◆ WHAT TO WORK ON: Please output the entries below from the line that contains "--target blue jeans" through the final line, reproduced exactly and alone.
[Begin PROVIDED DATA]
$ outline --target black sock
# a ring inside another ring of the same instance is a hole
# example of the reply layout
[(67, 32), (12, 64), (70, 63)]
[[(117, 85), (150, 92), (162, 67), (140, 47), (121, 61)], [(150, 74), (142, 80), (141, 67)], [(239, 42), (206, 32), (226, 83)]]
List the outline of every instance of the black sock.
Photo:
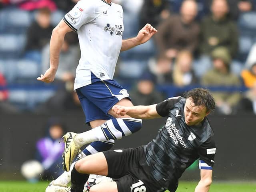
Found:
[(71, 192), (82, 192), (89, 174), (78, 173), (74, 166), (71, 171)]

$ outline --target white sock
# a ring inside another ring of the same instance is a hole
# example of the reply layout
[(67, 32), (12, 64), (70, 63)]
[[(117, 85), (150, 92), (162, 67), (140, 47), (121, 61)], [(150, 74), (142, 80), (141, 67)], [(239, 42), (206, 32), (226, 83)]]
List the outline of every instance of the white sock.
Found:
[(139, 130), (141, 119), (120, 118), (108, 120), (100, 126), (79, 133), (74, 138), (76, 145), (80, 148), (88, 143), (97, 141), (108, 141), (121, 139)]

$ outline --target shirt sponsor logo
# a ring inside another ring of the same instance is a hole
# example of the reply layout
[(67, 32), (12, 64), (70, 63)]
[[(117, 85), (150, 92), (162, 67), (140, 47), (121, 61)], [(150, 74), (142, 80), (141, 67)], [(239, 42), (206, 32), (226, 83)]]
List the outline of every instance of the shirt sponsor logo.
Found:
[(216, 148), (212, 148), (211, 149), (206, 149), (206, 154), (215, 154), (216, 152)]
[(172, 138), (176, 145), (178, 145), (180, 143), (184, 148), (186, 148), (187, 146), (182, 139), (183, 137), (182, 137), (180, 135), (179, 130), (176, 128), (175, 124), (172, 124), (172, 118), (171, 117), (169, 117), (167, 119), (165, 124), (165, 127), (169, 133), (170, 137)]
[(196, 138), (196, 136), (194, 134), (190, 132), (190, 134), (188, 136), (188, 140), (192, 141)]
[(115, 25), (114, 27), (111, 27), (109, 23), (107, 23), (104, 29), (106, 32), (110, 32), (111, 36), (114, 34), (120, 36), (123, 35), (123, 26), (122, 25)]
[(68, 16), (68, 18), (70, 19), (71, 21), (73, 22), (74, 24), (76, 24), (76, 21), (75, 20), (75, 19), (74, 19), (73, 17), (72, 17), (72, 16), (71, 16), (69, 14), (68, 14), (67, 16)]

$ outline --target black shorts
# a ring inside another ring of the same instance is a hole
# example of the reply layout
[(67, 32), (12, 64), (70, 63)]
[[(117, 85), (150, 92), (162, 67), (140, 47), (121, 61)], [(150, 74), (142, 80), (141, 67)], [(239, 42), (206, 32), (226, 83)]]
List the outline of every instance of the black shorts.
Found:
[(108, 176), (114, 178), (118, 192), (165, 190), (151, 175), (143, 147), (110, 150), (103, 153), (108, 163)]

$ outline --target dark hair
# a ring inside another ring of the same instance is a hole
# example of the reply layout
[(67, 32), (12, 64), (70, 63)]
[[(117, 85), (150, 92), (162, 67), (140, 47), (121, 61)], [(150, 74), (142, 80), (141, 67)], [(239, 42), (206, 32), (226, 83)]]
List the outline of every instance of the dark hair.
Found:
[(215, 108), (214, 98), (207, 89), (195, 88), (185, 92), (186, 98), (190, 98), (196, 106), (204, 106), (207, 112), (212, 112)]

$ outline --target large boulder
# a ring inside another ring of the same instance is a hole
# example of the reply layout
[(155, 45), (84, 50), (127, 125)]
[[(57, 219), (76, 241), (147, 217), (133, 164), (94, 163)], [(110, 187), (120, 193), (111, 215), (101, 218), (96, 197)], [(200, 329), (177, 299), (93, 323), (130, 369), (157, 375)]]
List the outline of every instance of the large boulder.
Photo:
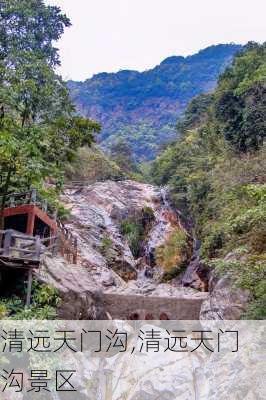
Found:
[(45, 256), (35, 275), (58, 290), (59, 319), (108, 319), (101, 287), (87, 268), (69, 264), (62, 257)]
[(246, 310), (249, 291), (234, 287), (229, 275), (217, 276), (215, 271), (210, 274), (209, 296), (202, 303), (200, 319), (240, 319)]

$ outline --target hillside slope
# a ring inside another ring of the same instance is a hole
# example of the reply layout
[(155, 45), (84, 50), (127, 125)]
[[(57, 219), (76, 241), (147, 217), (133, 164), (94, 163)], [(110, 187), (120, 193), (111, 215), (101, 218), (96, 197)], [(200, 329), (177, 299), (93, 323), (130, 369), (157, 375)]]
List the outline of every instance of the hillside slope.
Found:
[(139, 160), (152, 159), (176, 136), (176, 118), (195, 95), (211, 91), (241, 46), (211, 46), (189, 57), (169, 57), (144, 71), (101, 73), (85, 82), (69, 81), (71, 97), (83, 116), (102, 124), (103, 148), (119, 138)]
[(193, 219), (212, 271), (204, 318), (210, 310), (214, 318), (236, 318), (227, 314), (234, 298), (244, 317), (265, 319), (265, 110), (266, 43), (251, 42), (213, 94), (193, 99), (179, 123), (181, 138), (153, 163), (155, 183), (168, 185), (176, 206)]

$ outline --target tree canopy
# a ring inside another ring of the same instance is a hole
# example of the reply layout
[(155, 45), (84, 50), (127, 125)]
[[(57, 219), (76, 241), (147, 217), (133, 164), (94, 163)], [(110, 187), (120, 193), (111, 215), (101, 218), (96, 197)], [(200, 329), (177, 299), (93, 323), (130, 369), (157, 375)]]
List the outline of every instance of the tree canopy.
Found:
[(100, 131), (79, 117), (55, 67), (69, 19), (42, 0), (0, 2), (0, 191), (62, 180), (65, 161)]

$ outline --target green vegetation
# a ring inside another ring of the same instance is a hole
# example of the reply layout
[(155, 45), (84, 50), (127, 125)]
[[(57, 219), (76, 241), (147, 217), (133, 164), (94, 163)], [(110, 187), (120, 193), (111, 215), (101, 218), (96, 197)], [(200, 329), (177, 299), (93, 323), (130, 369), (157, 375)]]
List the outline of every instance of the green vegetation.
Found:
[(250, 290), (249, 318), (266, 310), (265, 67), (266, 44), (248, 44), (214, 93), (193, 100), (151, 171), (192, 216), (206, 262)]
[(156, 250), (156, 264), (164, 269), (164, 280), (177, 276), (187, 265), (191, 256), (186, 233), (176, 228), (169, 236), (166, 243)]
[(145, 238), (145, 229), (142, 221), (124, 220), (121, 222), (120, 230), (121, 234), (126, 238), (134, 258), (138, 258)]
[[(144, 71), (101, 73), (85, 82), (68, 82), (84, 115), (102, 124), (101, 146), (128, 144), (137, 161), (154, 159), (176, 138), (176, 118), (197, 94), (212, 90), (219, 74), (241, 46), (210, 46), (189, 57), (169, 57)], [(97, 111), (95, 111), (97, 110)]]

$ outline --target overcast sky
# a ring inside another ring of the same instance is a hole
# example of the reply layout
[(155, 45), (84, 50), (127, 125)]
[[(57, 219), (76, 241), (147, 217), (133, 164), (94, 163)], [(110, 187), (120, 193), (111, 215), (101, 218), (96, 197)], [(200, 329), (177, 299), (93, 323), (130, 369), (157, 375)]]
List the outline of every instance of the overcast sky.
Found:
[(217, 43), (266, 40), (266, 0), (46, 0), (70, 17), (59, 42), (65, 79), (143, 71)]

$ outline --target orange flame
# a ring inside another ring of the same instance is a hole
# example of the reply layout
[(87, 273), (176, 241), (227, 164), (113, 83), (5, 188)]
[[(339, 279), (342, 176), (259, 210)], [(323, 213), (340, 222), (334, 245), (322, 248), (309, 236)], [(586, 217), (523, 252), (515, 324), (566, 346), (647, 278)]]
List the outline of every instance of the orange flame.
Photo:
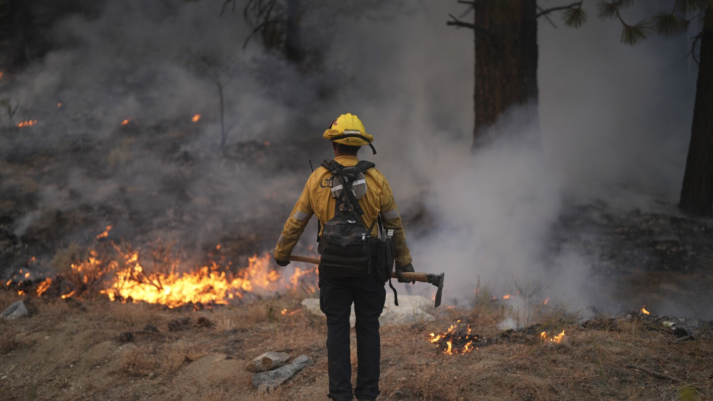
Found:
[(62, 299), (63, 300), (67, 299), (67, 298), (68, 298), (69, 297), (71, 297), (71, 296), (72, 296), (73, 295), (74, 295), (74, 291), (72, 291), (71, 293), (69, 293), (68, 294), (65, 294), (65, 295), (62, 295)]
[(51, 278), (48, 278), (47, 280), (43, 281), (42, 283), (40, 283), (39, 285), (37, 286), (37, 296), (39, 297), (45, 291), (46, 291), (49, 288), (50, 285), (52, 285)]
[(543, 331), (543, 332), (542, 332), (542, 333), (540, 333), (540, 338), (542, 338), (545, 341), (550, 340), (550, 341), (551, 341), (553, 342), (555, 342), (556, 344), (559, 344), (560, 342), (562, 342), (562, 338), (564, 336), (565, 336), (565, 330), (562, 330), (562, 333), (560, 333), (560, 334), (558, 334), (557, 335), (555, 335), (554, 337), (547, 337), (547, 332), (546, 331)]
[[(123, 256), (127, 267), (117, 273), (114, 283), (102, 293), (112, 300), (143, 300), (168, 308), (189, 303), (227, 304), (230, 300), (242, 298), (247, 293), (269, 295), (288, 286), (296, 290), (301, 277), (315, 271), (295, 268), (294, 273), (287, 279), (279, 271), (272, 270), (272, 258), (266, 253), (261, 257), (255, 255), (249, 258), (247, 268), (235, 275), (227, 273), (215, 263), (183, 274), (149, 273), (141, 265), (138, 253)], [(316, 291), (316, 288), (308, 288)]]
[[(472, 345), (473, 342), (477, 340), (478, 337), (471, 335), (472, 329), (470, 325), (468, 326), (468, 332), (465, 335), (461, 334), (456, 330), (458, 328), (458, 324), (460, 323), (460, 320), (456, 320), (456, 324), (451, 325), (451, 327), (443, 334), (436, 335), (431, 333), (429, 335), (431, 338), (429, 339), (429, 342), (432, 344), (438, 344), (441, 340), (447, 339), (447, 341), (445, 342), (446, 349), (443, 350), (443, 353), (448, 355), (465, 354), (471, 352), (473, 349), (477, 350), (478, 348), (475, 348)], [(459, 348), (458, 347), (453, 346), (454, 340), (467, 341), (467, 342), (463, 346), (463, 348)]]
[(17, 124), (17, 128), (24, 128), (24, 127), (31, 127), (32, 126), (37, 123), (37, 120), (25, 120), (24, 121)]

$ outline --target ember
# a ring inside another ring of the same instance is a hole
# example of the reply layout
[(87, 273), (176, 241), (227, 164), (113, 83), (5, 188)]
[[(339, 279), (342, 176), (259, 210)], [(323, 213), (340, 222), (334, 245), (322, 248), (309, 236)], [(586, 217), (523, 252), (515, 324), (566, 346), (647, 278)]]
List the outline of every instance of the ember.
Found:
[(18, 128), (24, 127), (31, 127), (32, 126), (37, 123), (37, 120), (26, 120), (19, 124), (17, 124)]
[(431, 333), (431, 342), (436, 344), (443, 350), (443, 353), (451, 355), (453, 354), (465, 354), (470, 352), (477, 347), (473, 345), (474, 342), (478, 342), (478, 337), (471, 334), (472, 329), (470, 325), (468, 325), (467, 331), (462, 333), (457, 330), (458, 324), (461, 323), (460, 319), (456, 320), (455, 325), (451, 327), (443, 334), (436, 335)]

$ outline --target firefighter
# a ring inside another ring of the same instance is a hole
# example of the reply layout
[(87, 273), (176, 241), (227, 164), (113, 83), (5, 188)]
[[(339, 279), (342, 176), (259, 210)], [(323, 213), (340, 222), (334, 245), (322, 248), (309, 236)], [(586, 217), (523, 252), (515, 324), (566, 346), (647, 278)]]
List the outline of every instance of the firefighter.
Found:
[[(334, 161), (343, 166), (354, 166), (359, 161), (356, 154), (361, 146), (369, 146), (374, 137), (368, 133), (356, 116), (342, 114), (332, 122), (323, 136), (332, 141)], [(376, 153), (376, 151), (374, 151)], [(378, 227), (373, 224), (380, 215), (384, 228), (393, 229), (394, 257), (397, 275), (413, 272), (411, 253), (394, 194), (386, 178), (376, 168), (364, 173), (366, 188), (359, 205), (365, 227), (373, 227), (370, 235), (376, 237)], [(280, 266), (289, 263), (294, 245), (312, 215), (323, 227), (334, 217), (337, 200), (329, 188), (332, 173), (320, 167), (307, 179), (299, 200), (284, 223), (274, 255)], [(354, 189), (354, 188), (352, 188)], [(354, 190), (355, 191), (356, 190)], [(319, 235), (322, 235), (320, 230)], [(319, 278), (319, 307), (327, 315), (327, 349), (329, 377), (327, 397), (334, 401), (352, 400), (352, 364), (349, 355), (349, 315), (352, 303), (356, 315), (356, 386), (354, 395), (359, 400), (373, 400), (379, 395), (381, 342), (379, 317), (386, 299), (384, 283), (374, 274), (366, 277), (328, 277), (320, 269)], [(409, 283), (399, 278), (401, 283)], [(411, 282), (412, 283), (412, 282)]]

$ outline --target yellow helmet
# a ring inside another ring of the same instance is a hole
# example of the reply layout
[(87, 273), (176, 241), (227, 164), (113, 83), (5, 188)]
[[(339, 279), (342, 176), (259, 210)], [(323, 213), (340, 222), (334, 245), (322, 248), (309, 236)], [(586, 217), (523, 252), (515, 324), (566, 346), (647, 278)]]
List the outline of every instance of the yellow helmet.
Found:
[(376, 154), (376, 150), (371, 145), (374, 136), (366, 133), (359, 117), (349, 113), (342, 114), (332, 121), (322, 136), (332, 142), (349, 146), (369, 145), (374, 154)]

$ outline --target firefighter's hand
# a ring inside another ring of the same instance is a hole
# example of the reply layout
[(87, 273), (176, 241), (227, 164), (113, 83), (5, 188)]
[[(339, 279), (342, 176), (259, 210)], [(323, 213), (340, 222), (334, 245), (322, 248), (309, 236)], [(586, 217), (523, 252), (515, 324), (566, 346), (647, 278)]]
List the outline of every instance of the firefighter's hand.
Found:
[(416, 283), (416, 280), (409, 280), (408, 278), (404, 278), (403, 273), (404, 272), (414, 273), (414, 265), (409, 263), (405, 266), (396, 268), (396, 275), (399, 276), (399, 283), (411, 283), (411, 284)]

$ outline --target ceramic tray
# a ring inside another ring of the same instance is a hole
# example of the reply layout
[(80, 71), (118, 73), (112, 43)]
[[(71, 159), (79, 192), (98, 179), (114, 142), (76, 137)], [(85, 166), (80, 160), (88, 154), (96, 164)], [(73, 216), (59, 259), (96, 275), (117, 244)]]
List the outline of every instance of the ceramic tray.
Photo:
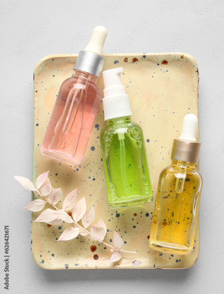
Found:
[[(99, 141), (101, 131), (106, 124), (102, 103), (80, 165), (74, 166), (41, 154), (41, 145), (59, 88), (63, 81), (73, 75), (77, 56), (49, 55), (40, 60), (35, 68), (33, 180), (50, 170), (52, 185), (55, 188), (61, 187), (63, 198), (78, 187), (78, 200), (86, 195), (88, 207), (93, 202), (96, 218), (93, 224), (100, 217), (106, 226), (104, 241), (113, 245), (111, 242), (116, 230), (124, 242), (122, 249), (137, 253), (124, 253), (119, 261), (110, 263), (110, 248), (90, 238), (79, 235), (70, 241), (56, 242), (63, 230), (71, 226), (69, 224), (48, 227), (45, 223), (32, 222), (31, 250), (34, 260), (40, 267), (49, 269), (191, 266), (199, 253), (199, 220), (192, 253), (185, 256), (161, 254), (150, 248), (147, 238), (154, 201), (129, 208), (109, 208)], [(104, 56), (103, 70), (123, 68), (121, 78), (129, 95), (132, 119), (140, 124), (144, 134), (155, 198), (159, 175), (170, 164), (173, 140), (180, 134), (183, 118), (189, 113), (198, 115), (199, 76), (196, 61), (190, 55), (180, 53)], [(102, 91), (102, 74), (97, 83)], [(198, 133), (197, 136), (198, 138)], [(33, 196), (33, 199), (36, 198), (36, 195)], [(62, 202), (59, 204), (58, 207), (62, 208)], [(52, 208), (46, 205), (46, 208)], [(41, 212), (33, 213), (33, 221)], [(94, 245), (97, 249), (93, 253), (90, 246)], [(93, 258), (95, 254), (98, 256), (97, 260)]]

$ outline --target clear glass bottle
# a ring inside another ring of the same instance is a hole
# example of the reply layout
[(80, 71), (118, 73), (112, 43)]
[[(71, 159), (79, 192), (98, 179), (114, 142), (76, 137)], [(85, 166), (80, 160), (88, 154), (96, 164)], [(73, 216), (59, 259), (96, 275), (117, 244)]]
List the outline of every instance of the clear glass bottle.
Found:
[(100, 135), (110, 207), (119, 208), (151, 201), (152, 192), (142, 130), (131, 120), (122, 68), (103, 72), (106, 126)]
[(78, 54), (74, 76), (62, 83), (41, 148), (44, 155), (74, 164), (81, 162), (102, 98), (96, 84), (105, 59), (106, 29), (94, 29)]
[(159, 176), (149, 244), (162, 252), (189, 254), (194, 246), (203, 184), (196, 169), (197, 124), (196, 116), (185, 116), (181, 135), (174, 140), (171, 164)]

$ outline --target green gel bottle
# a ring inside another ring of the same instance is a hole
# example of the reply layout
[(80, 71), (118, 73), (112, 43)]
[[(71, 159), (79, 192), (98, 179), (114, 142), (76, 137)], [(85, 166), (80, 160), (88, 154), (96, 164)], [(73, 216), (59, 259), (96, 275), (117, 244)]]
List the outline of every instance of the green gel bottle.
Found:
[(153, 200), (143, 133), (131, 120), (128, 95), (121, 82), (122, 67), (103, 72), (103, 99), (107, 124), (100, 134), (110, 206), (119, 208)]

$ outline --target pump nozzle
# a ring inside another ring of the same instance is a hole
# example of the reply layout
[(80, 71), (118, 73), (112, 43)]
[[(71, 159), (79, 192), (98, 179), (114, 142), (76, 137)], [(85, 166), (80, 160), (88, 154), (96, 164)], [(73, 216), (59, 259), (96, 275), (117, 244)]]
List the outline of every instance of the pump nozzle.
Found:
[(180, 136), (178, 138), (181, 140), (196, 141), (196, 139), (198, 118), (194, 114), (189, 113), (183, 120)]
[(102, 26), (98, 26), (95, 28), (93, 32), (90, 40), (85, 49), (102, 56), (103, 47), (107, 35), (107, 31)]

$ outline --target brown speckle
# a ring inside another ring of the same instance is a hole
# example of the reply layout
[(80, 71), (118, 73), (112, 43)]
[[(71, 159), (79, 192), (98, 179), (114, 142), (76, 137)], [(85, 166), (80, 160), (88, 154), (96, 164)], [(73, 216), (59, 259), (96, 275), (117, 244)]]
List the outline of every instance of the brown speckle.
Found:
[(133, 58), (132, 58), (131, 60), (132, 61), (132, 62), (133, 63), (134, 62), (136, 62), (136, 61), (138, 61), (138, 58), (136, 58), (136, 57), (134, 57)]
[(93, 258), (96, 260), (97, 259), (98, 259), (99, 258), (99, 256), (98, 256), (98, 255), (97, 255), (97, 254), (94, 254), (93, 255)]
[(97, 247), (95, 245), (92, 245), (90, 246), (90, 250), (91, 252), (94, 252), (96, 250)]

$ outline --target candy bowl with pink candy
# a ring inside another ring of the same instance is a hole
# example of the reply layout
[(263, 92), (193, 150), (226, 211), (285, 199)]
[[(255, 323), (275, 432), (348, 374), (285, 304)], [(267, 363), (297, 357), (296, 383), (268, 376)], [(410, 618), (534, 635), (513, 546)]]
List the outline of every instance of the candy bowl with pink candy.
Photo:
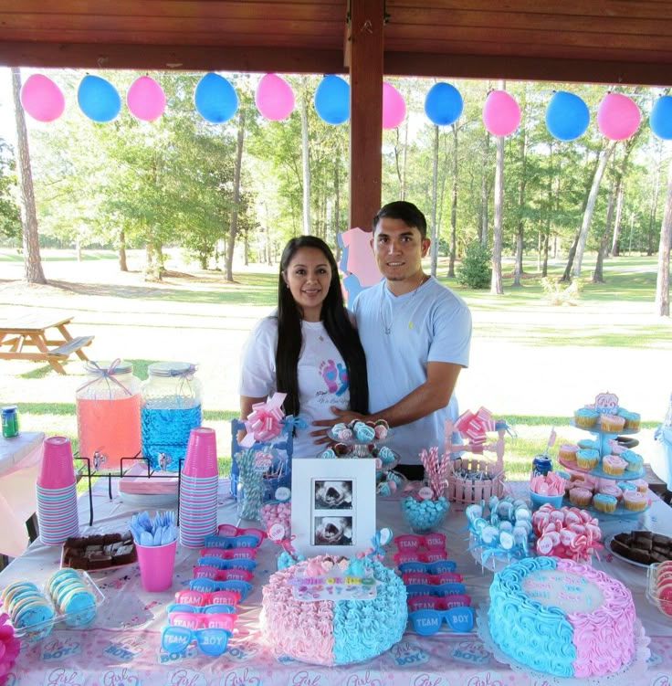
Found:
[(557, 471), (532, 476), (530, 480), (530, 501), (532, 509), (537, 510), (546, 503), (554, 508), (561, 507), (564, 497), (565, 480), (564, 474)]
[(551, 555), (590, 564), (593, 554), (604, 547), (599, 522), (586, 510), (541, 505), (532, 514), (538, 555)]

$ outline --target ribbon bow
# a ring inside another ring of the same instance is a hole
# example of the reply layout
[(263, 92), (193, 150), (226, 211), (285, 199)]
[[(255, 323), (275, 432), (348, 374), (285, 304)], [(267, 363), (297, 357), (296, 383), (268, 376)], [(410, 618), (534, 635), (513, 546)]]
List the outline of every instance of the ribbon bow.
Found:
[(284, 412), (282, 403), (286, 393), (274, 393), (265, 403), (256, 403), (247, 415), (245, 428), (247, 434), (240, 441), (243, 448), (249, 448), (256, 442), (265, 443), (277, 438), (283, 429)]
[[(132, 392), (130, 391), (118, 378), (115, 377), (114, 373), (117, 371), (117, 367), (121, 364), (121, 360), (118, 357), (114, 362), (110, 363), (110, 366), (105, 369), (104, 367), (101, 367), (97, 362), (89, 361), (89, 364), (87, 365), (88, 370), (93, 372), (93, 374), (96, 375), (95, 378), (92, 378), (90, 381), (87, 381), (86, 384), (82, 384), (78, 389), (77, 392), (84, 390), (88, 386), (91, 385), (91, 384), (98, 383), (101, 378), (107, 379), (108, 382), (108, 387), (110, 387), (110, 382), (114, 382), (124, 393), (126, 393), (128, 396), (132, 396)], [(93, 369), (91, 369), (93, 367)], [(95, 371), (94, 371), (95, 370)], [(111, 388), (110, 389), (111, 391)]]

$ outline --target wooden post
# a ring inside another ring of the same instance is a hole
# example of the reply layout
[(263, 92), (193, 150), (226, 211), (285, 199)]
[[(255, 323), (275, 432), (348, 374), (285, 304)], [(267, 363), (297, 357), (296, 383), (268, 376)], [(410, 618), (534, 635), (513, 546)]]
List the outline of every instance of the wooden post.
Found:
[(383, 10), (383, 0), (351, 3), (346, 50), (350, 67), (348, 227), (364, 231), (371, 230), (381, 206)]

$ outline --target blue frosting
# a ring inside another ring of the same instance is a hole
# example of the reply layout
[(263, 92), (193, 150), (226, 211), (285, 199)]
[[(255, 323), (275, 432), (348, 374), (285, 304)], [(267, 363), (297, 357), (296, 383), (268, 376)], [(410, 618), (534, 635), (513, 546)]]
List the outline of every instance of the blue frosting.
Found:
[(380, 582), (372, 600), (338, 600), (333, 604), (334, 664), (362, 662), (388, 650), (406, 628), (406, 590), (392, 569), (371, 561)]
[(522, 580), (537, 569), (555, 569), (554, 557), (525, 558), (495, 575), (488, 624), (497, 646), (519, 662), (558, 677), (572, 677), (576, 649), (564, 613), (529, 597)]

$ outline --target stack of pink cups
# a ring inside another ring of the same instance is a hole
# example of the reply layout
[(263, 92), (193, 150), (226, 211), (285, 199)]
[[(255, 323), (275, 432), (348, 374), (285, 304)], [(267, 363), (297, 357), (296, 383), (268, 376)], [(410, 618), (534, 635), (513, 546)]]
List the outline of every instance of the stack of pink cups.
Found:
[(180, 544), (201, 548), (217, 529), (217, 446), (215, 429), (193, 428), (180, 477)]
[(79, 533), (75, 467), (70, 441), (64, 436), (45, 439), (36, 484), (39, 539), (60, 545)]

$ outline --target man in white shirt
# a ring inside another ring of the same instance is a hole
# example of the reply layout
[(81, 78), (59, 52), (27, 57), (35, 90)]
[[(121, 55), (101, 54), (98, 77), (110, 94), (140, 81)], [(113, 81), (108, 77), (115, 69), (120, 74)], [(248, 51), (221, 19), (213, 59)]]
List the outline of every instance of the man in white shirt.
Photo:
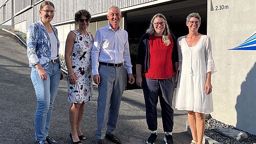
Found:
[[(94, 38), (92, 50), (93, 81), (99, 89), (97, 143), (105, 143), (105, 136), (121, 143), (115, 129), (121, 97), (125, 88), (125, 68), (129, 74), (128, 82), (134, 83), (129, 52), (128, 34), (119, 26), (122, 14), (119, 8), (111, 7), (108, 10), (109, 25), (99, 28)], [(98, 65), (99, 62), (99, 65)], [(106, 123), (106, 132), (104, 128)]]

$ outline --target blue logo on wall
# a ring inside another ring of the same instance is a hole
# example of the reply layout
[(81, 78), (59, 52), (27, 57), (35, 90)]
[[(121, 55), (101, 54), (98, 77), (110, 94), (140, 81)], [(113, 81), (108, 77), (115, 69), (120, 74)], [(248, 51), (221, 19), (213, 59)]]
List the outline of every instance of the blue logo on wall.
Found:
[(244, 42), (229, 50), (256, 50), (256, 31)]

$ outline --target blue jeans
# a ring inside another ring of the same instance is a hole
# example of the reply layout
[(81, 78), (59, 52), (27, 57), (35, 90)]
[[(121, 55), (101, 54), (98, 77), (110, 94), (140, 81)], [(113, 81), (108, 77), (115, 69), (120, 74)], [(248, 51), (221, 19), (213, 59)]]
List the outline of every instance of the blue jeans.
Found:
[(40, 78), (36, 68), (32, 68), (31, 80), (37, 99), (37, 108), (35, 114), (35, 140), (46, 139), (49, 129), (50, 121), (53, 105), (58, 90), (60, 77), (58, 63), (51, 63), (49, 67), (45, 69), (47, 73), (47, 80), (43, 81)]

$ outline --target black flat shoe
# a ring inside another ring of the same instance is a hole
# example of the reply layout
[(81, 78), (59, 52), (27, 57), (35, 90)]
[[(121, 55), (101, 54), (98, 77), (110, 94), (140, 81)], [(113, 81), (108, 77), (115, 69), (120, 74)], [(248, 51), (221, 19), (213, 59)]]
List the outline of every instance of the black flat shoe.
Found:
[(79, 137), (80, 140), (86, 140), (87, 139), (86, 137), (85, 136), (84, 136), (83, 135), (78, 135), (78, 137)]
[(81, 142), (81, 140), (74, 142), (74, 141), (73, 141), (72, 135), (71, 134), (71, 133), (70, 133), (70, 134), (69, 134), (69, 136), (70, 136), (70, 138), (71, 138), (71, 140), (72, 141), (73, 144), (82, 144), (82, 142)]
[(110, 141), (112, 141), (114, 143), (118, 143), (118, 144), (121, 144), (122, 143), (122, 142), (121, 142), (121, 140), (116, 136), (115, 134), (108, 134), (108, 133), (106, 133), (106, 135), (105, 136), (106, 138), (109, 139), (110, 140)]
[End PROVIDED DATA]
◆ FINISHED EXERCISE:
$ outline --target blue jeans
# a ring inside another ring of the same instance is a hole
# example of the reply layout
[(81, 78), (59, 52), (27, 57), (35, 90)]
[[(121, 55), (101, 54), (98, 77), (110, 94), (140, 81)], [(113, 81), (108, 77), (115, 69), (120, 74)], [(248, 51), (221, 19), (213, 59)]]
List the outline of every instance of the blue jeans.
Found:
[(40, 78), (36, 68), (32, 68), (31, 80), (37, 99), (37, 108), (35, 114), (35, 140), (46, 139), (49, 129), (50, 121), (53, 105), (58, 90), (60, 77), (58, 63), (51, 63), (49, 67), (45, 69), (47, 73), (47, 80), (43, 81)]

$ outline --target black flat shoe
# a ring inside another ring of the same instance is a hole
# example of the reply layout
[(81, 78), (59, 52), (27, 57), (35, 90)]
[[(121, 55), (101, 54), (98, 77), (110, 94), (140, 81)], [(113, 81), (108, 77), (115, 69), (120, 74)], [(248, 51), (221, 19), (213, 59)]]
List the outline of every instance of the black flat shoe.
Found:
[(79, 137), (80, 140), (86, 140), (87, 139), (86, 137), (85, 136), (84, 136), (83, 135), (78, 135), (78, 137)]
[(81, 142), (81, 140), (74, 142), (74, 141), (73, 141), (72, 135), (71, 134), (71, 133), (70, 133), (70, 134), (69, 134), (69, 136), (70, 136), (70, 138), (71, 138), (71, 140), (72, 141), (73, 144), (82, 144), (82, 142)]
[(110, 141), (112, 141), (114, 143), (118, 143), (118, 144), (121, 144), (122, 143), (122, 142), (121, 142), (121, 140), (116, 136), (115, 134), (108, 134), (108, 133), (106, 133), (106, 135), (105, 136), (106, 138), (109, 139), (110, 140)]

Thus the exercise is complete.